__What to work on__
Rewrite the records from the line containing "Warehouse bin-picking: the next item to retrieve is the cumulus" through the end, both included, keeping every request as is and shifting every coordinate in the answers up by 112. Give only those lines.
....
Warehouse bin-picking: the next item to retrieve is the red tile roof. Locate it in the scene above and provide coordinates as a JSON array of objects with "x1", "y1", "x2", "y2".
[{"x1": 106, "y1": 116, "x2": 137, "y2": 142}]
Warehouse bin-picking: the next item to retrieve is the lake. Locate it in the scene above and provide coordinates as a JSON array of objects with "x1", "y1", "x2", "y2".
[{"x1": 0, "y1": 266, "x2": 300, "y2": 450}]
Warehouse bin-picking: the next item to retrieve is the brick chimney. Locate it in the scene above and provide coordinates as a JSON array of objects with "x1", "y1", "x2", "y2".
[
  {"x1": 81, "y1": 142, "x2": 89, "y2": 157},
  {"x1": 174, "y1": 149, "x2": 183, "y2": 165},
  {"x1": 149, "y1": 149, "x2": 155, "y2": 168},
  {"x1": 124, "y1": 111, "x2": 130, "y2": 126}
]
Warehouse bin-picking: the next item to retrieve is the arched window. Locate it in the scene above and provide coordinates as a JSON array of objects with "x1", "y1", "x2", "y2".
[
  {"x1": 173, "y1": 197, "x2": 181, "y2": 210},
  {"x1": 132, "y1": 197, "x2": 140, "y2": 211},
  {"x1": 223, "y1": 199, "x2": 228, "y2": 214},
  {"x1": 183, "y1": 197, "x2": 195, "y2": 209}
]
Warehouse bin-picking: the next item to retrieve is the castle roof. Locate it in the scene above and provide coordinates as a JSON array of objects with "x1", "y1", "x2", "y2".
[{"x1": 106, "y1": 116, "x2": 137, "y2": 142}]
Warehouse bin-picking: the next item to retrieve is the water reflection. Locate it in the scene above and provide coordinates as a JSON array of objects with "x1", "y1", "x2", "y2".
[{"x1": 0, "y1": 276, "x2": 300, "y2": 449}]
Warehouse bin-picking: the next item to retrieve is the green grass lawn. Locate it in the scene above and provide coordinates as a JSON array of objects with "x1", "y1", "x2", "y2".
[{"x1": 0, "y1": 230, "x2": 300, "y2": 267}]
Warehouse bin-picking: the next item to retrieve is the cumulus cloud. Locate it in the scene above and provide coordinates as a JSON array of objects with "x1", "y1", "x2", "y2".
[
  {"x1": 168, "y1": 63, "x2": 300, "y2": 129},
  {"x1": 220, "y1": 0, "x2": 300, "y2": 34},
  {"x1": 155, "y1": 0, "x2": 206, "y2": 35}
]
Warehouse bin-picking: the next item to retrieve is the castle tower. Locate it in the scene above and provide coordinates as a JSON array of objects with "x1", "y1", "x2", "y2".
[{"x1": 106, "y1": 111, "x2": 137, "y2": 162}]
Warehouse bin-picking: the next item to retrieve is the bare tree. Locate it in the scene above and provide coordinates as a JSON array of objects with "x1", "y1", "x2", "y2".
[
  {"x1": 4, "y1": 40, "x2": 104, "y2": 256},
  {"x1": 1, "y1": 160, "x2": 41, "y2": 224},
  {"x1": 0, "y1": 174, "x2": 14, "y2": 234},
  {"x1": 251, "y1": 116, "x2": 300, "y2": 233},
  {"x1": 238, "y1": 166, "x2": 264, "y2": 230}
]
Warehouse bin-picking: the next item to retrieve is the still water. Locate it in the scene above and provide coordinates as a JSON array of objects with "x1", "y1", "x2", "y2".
....
__Solution for this problem__
Warehouse bin-picking: the next item to retrieve is the cumulus cloud. Locate it in the scene above and provide coordinates as a JSON array of objects with "x1", "y1", "x2", "y2".
[
  {"x1": 280, "y1": 175, "x2": 412, "y2": 241},
  {"x1": 332, "y1": 112, "x2": 412, "y2": 146},
  {"x1": 267, "y1": 112, "x2": 318, "y2": 147}
]
Warehouse bin-picking: the next item to retrieve is the castle tower. Locate it in the scene above and provide coordinates as a JSON array of objects with "x1", "y1", "x2", "y2".
[{"x1": 218, "y1": 223, "x2": 249, "y2": 274}]
Warehouse bin-picking: the next item to retrieve is the bare tree. Locate it in the scene above and provide coordinates as a JSON array of objects with "x1", "y1", "x2", "y2".
[
  {"x1": 116, "y1": 152, "x2": 216, "y2": 368},
  {"x1": 113, "y1": 272, "x2": 153, "y2": 336},
  {"x1": 112, "y1": 286, "x2": 126, "y2": 346},
  {"x1": 363, "y1": 228, "x2": 412, "y2": 345},
  {"x1": 350, "y1": 278, "x2": 376, "y2": 342}
]
Warehouse bin-picking: the next item to retrieve is the still water. Locate it in the scene above and provide coordinates as a JSON array of objects with "x1", "y1", "x2", "y2".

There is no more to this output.